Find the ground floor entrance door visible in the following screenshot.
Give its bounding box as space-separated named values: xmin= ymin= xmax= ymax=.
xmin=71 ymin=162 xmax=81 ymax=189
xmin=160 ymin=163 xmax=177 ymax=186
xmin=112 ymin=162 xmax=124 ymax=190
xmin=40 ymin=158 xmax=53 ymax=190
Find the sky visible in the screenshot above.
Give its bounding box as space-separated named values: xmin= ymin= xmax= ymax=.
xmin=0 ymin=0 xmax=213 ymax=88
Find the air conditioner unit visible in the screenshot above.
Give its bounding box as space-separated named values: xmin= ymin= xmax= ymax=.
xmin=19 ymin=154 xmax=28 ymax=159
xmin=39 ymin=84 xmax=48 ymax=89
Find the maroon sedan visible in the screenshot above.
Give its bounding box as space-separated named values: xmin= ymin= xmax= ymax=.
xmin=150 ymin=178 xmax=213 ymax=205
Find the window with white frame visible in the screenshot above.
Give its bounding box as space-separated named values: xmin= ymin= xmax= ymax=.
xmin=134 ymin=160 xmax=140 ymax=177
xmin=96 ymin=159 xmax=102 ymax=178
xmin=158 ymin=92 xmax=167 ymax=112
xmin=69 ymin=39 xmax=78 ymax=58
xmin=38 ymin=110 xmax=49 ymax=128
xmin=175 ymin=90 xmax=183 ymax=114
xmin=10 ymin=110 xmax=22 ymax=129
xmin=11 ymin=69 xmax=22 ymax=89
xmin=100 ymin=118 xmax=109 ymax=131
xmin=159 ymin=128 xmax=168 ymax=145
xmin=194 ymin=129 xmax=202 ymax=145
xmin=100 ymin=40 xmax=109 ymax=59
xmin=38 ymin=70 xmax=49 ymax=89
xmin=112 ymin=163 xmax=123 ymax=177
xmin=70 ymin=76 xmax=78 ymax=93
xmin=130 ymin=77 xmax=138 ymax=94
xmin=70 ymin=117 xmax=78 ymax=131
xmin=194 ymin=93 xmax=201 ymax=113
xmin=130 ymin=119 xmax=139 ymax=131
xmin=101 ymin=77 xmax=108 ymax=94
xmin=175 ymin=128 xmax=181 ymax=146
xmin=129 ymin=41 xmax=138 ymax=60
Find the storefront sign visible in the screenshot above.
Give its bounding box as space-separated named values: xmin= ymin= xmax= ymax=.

THE TASK
Add 109 to each bounding box coordinate in the answers, and write out the entries above again, requests included, from the start through the line containing "xmin=39 ymin=84 xmax=48 ymax=89".

OUTPUT OF THE EXERCISE
Find the ground floor entrance door visible in the following screenshot.
Give its bounding box as space-separated named values: xmin= ymin= xmax= ymax=.
xmin=180 ymin=271 xmax=190 ymax=298
xmin=269 ymin=272 xmax=286 ymax=295
xmin=221 ymin=271 xmax=233 ymax=299
xmin=149 ymin=267 xmax=162 ymax=299
Find the sky visible in the screenshot above.
Give its bounding box as space-separated named values: xmin= ymin= xmax= ymax=.
xmin=109 ymin=109 xmax=322 ymax=197
Find the air conditioner unit visible in the screenshot above.
Give its bounding box as space-separated named values: xmin= ymin= xmax= ymax=.
xmin=128 ymin=263 xmax=137 ymax=268
xmin=148 ymin=193 xmax=157 ymax=198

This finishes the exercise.